Text under study section start
Inconsistencies at DfE: who is really in charge?

Janet Downs's picture

Education Secretary Justine Greening wants a skills revolution.  But schools minister Nick Gibb loathes skills.    He won’t even let civil servants use the word in Department for Education correspondence, Laura Mcinerney, editor of Schools Week, told a Tory Conference fringe meeting.

In her Schools Week editorial*, she describes how Tory MPs asked why pupils weren’t taking vocational subjects, why arts, music and design & technology were being sidelined, why apprenticeships have a negative image.

The answer, she said, is Nick Gibb.

Gibb is passionate about transmitting knowledge.  And that’s an important part of what schools do.  It’s what Hector, the teacher in The History Boys, described as a precious parcel to be treasured and passed on.

Unfortunately, Gibb’s enthusiasm for knowledge blinds him to the merits of anything outside an academic core. 

Gibb’s boss understands the importance of skills.  For years, employers have been saying how they need school leavers with better work-related skills.  And our economy, particularly post-Brexit, will require more people to acquire them.

Since 2010, Gibb’s view has been in the ascendant.  School accountability measures reward schools who prioritise EBacc subjects and ‘facilitating’ A levels.  Schools which send large numbers of pupils to university are publicly praised.   This sends out a message that apprenticeships are second-tier qualifications for those not clever enough to enter higher education.

This view has been unwittingly reinforced by Robert Halfon, the new chair of the Education Select Committee,  who says schools should lose part of their pupil premium if few of their pupils, especially disadvantaged ones, don’t take up apprenticeships.  This idea implies apprenticeships are mainly a route for the disadvantaged.

It’s not just skills where Gibb and Greening part company.  In 2010, Gibb said he’d rather have teachers with an Oxbridge degree and no qualified teacher status than teachers from ‘rubbish’ universities with a PGCE.   Greening favours non-graduates being able to enter teacher via apprenticeships.  

As Mcinerney points out, whatever your opinion about apprenticeships v university (or a non-graduate route into teaching), ‘It’s straightforwardly the fact that the left hand and the right hand are no longer talking in the education department’.
Text under study section end
Record extracts section start
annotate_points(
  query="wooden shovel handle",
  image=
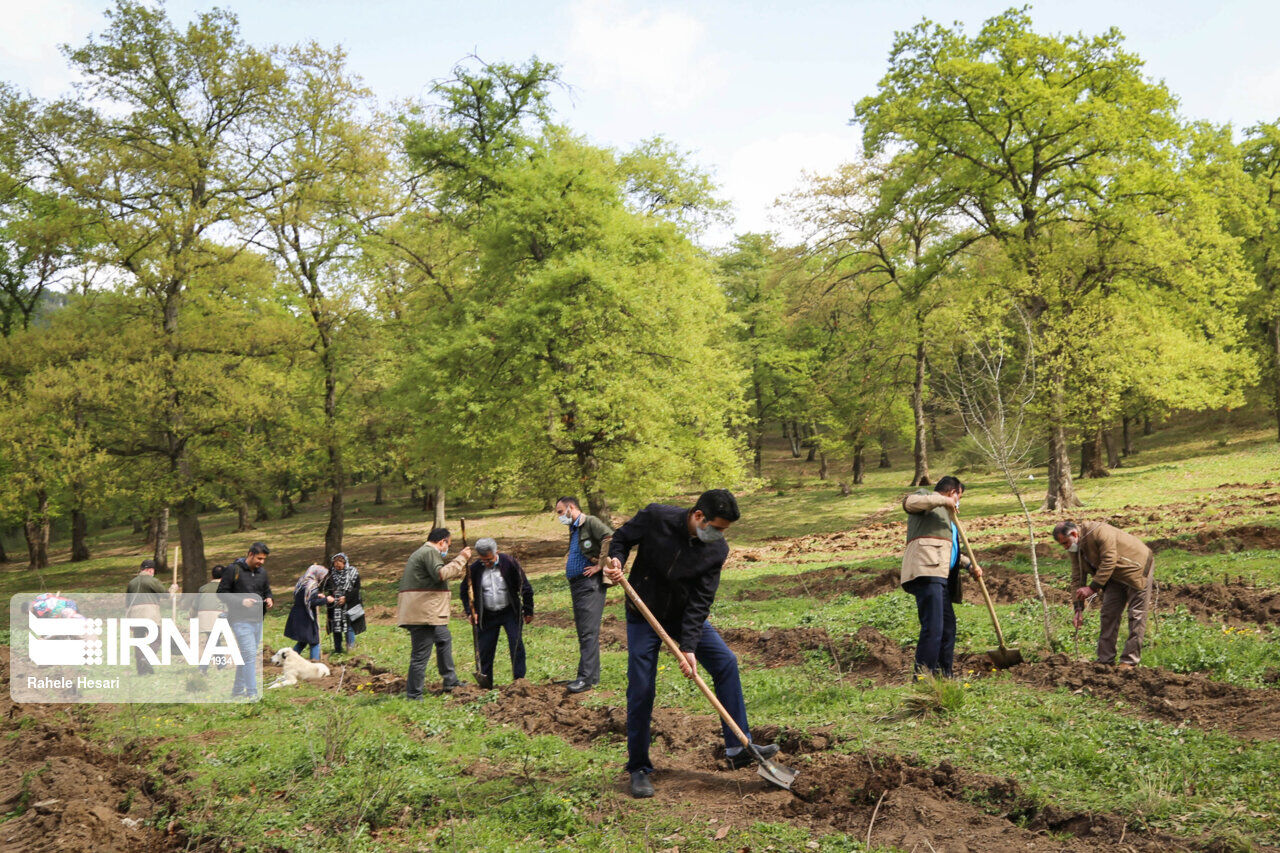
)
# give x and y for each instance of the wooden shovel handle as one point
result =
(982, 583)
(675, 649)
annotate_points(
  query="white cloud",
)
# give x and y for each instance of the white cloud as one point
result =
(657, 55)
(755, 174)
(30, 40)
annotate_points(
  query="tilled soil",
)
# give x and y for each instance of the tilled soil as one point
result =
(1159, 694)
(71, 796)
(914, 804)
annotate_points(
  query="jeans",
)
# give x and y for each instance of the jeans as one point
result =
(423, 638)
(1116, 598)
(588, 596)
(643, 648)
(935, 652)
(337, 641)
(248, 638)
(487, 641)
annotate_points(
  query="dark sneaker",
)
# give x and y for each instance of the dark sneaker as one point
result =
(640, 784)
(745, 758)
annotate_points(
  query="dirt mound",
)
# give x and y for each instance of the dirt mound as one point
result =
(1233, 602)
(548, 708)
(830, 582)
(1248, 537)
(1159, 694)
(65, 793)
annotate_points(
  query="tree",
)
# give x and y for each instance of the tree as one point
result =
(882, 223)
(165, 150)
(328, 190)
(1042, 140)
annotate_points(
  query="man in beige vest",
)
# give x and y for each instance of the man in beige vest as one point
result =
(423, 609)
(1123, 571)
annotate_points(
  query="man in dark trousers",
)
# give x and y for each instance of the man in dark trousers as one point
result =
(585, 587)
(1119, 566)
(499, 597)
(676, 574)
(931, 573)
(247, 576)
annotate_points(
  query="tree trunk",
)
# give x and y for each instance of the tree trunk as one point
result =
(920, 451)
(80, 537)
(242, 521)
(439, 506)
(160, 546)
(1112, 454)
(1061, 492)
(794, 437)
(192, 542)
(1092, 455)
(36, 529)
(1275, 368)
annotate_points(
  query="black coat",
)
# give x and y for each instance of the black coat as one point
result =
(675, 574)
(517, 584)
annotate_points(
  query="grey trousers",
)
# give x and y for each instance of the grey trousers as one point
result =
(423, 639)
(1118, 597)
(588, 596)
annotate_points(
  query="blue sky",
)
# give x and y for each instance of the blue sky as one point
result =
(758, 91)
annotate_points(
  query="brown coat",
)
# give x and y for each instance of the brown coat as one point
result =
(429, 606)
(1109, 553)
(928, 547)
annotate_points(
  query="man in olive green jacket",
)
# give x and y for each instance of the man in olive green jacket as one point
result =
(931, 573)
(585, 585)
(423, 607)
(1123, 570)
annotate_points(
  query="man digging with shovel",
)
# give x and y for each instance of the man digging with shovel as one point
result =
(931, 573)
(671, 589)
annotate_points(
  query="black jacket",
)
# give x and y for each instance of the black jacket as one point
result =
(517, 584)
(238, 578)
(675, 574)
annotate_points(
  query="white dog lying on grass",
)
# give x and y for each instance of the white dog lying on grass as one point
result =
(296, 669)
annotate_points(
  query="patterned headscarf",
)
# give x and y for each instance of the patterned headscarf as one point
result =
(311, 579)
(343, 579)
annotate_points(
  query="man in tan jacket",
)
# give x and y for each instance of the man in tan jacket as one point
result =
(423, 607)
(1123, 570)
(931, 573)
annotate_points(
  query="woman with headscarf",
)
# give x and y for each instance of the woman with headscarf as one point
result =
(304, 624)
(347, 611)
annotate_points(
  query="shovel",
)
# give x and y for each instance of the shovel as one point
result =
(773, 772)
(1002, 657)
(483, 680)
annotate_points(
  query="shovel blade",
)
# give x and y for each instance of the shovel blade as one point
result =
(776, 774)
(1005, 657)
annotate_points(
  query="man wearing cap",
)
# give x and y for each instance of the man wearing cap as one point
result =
Record extracts section end
Record extracts section start
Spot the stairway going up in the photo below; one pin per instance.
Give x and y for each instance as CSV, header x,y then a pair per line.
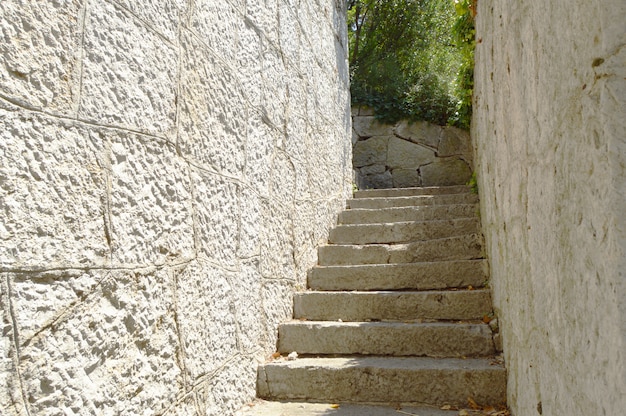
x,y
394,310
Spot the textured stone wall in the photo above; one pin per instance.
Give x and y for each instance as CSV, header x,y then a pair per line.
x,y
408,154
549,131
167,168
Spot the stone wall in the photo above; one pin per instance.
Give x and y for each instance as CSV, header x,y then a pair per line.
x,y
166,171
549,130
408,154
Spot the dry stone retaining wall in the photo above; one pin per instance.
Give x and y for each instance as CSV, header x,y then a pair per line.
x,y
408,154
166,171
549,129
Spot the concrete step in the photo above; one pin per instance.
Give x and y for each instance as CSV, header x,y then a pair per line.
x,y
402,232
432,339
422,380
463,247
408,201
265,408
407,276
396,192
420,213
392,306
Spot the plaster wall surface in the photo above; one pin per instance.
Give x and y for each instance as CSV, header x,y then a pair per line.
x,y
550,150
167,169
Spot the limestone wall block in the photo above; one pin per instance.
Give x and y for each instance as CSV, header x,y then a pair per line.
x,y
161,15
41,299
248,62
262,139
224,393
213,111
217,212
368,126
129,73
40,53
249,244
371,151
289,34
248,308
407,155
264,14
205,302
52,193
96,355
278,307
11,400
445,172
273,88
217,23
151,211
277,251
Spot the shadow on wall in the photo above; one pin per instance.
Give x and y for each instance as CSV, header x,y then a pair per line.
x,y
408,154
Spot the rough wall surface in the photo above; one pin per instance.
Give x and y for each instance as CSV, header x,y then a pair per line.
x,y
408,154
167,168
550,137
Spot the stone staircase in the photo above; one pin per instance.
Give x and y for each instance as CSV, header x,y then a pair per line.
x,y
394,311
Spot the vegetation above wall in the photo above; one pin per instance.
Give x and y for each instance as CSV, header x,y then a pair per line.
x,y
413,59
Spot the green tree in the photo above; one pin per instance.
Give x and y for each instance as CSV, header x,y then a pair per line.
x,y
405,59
Record extracts section end
Record extracts section start
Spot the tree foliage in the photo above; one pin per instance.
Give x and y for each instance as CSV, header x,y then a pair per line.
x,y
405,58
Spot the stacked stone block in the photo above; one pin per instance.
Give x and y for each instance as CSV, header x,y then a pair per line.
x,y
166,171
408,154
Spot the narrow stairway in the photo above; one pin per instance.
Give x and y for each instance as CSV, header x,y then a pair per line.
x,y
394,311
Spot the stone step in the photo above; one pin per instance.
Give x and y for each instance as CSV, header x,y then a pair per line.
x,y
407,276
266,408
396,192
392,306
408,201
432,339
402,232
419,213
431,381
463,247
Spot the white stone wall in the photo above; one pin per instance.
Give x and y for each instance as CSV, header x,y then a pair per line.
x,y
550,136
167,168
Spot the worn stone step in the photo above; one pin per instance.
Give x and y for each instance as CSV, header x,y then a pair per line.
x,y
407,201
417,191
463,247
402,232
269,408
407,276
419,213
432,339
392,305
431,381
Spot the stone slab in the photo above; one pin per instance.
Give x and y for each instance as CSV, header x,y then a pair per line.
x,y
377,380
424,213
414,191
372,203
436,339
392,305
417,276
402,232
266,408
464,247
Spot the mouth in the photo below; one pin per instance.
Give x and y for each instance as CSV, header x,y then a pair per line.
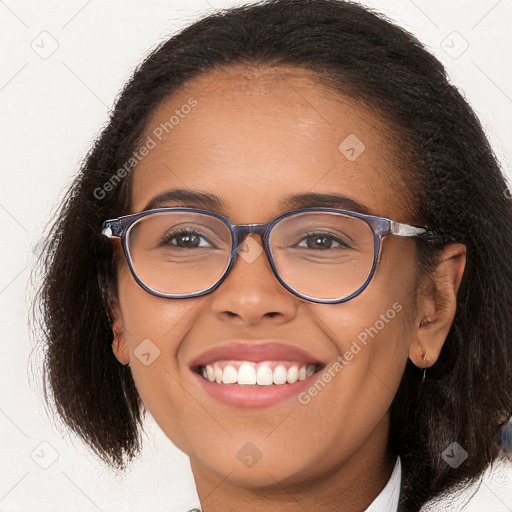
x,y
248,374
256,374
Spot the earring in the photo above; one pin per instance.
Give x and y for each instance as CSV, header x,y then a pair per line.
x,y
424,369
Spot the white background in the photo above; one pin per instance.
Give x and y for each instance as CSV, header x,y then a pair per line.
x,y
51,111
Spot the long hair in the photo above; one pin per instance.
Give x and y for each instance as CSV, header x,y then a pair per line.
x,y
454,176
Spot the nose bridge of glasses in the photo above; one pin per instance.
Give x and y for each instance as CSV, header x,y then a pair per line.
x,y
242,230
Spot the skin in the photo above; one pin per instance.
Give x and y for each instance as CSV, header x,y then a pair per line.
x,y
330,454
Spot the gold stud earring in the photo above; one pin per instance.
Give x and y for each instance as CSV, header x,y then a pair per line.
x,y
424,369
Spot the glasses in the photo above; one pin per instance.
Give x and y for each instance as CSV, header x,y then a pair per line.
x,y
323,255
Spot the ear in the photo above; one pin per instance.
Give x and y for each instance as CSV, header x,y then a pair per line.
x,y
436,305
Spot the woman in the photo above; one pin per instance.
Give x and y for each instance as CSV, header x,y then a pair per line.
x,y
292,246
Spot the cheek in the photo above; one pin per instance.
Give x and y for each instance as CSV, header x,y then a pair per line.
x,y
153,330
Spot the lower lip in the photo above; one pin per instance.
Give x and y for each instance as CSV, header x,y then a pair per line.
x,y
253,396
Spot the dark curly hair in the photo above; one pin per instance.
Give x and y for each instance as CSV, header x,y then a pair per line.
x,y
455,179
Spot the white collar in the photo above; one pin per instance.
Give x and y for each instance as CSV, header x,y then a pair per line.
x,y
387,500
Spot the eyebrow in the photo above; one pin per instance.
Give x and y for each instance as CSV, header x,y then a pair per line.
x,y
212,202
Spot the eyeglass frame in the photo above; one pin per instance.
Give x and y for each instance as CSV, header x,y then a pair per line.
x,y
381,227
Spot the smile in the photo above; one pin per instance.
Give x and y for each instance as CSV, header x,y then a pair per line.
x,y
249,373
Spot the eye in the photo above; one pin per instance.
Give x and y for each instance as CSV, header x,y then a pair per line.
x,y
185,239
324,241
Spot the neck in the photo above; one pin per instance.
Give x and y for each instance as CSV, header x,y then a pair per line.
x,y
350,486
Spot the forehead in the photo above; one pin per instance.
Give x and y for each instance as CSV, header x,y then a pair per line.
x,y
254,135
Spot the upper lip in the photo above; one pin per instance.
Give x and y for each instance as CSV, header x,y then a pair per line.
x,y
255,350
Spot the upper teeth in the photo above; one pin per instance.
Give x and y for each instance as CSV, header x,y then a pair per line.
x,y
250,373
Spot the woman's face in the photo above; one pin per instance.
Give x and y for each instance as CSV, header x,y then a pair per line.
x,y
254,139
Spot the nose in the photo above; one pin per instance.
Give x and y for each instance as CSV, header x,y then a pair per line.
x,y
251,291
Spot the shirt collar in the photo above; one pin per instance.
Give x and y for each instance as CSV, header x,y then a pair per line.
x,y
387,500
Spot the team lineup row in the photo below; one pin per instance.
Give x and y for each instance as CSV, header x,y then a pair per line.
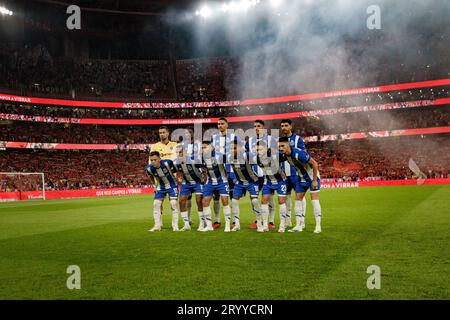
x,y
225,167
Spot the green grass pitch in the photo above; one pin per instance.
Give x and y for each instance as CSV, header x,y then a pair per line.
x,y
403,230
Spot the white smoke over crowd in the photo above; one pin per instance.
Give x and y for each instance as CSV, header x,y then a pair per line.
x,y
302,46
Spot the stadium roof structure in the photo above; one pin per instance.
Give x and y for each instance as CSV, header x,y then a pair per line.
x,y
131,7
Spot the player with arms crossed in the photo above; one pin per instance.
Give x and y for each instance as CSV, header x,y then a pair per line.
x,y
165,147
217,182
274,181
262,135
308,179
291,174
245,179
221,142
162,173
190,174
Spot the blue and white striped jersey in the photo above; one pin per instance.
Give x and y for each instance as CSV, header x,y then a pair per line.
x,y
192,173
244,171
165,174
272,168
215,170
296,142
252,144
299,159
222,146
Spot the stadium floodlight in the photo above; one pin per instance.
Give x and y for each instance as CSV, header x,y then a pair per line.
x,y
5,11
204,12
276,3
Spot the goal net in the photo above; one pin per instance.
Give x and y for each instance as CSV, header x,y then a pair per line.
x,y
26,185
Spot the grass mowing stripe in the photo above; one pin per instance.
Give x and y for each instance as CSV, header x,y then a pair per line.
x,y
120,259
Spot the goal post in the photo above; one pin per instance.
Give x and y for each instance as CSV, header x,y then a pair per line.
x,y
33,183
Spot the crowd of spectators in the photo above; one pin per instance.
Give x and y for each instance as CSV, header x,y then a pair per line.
Record extracts section end
* [Your tasks]
• a. In the article on the DfE, who is the new chair of the Education Select Committee?
• b. Print the article on the DfE from "Janet Downs's picture" up to and including "Conference fringe meeting.".

* [Numbered responses]
• a. Robert Halfon

• b.
Janet Downs's picture

Education Secretary Justine Greening wants a skills revolution.  But schools minister Nick Gibb loathes skills.    He won’t even let civil servants use the word in Department for Education correspondence, Laura Mcinerney, editor of Schools Week, told a Tory Conference fringe meeting.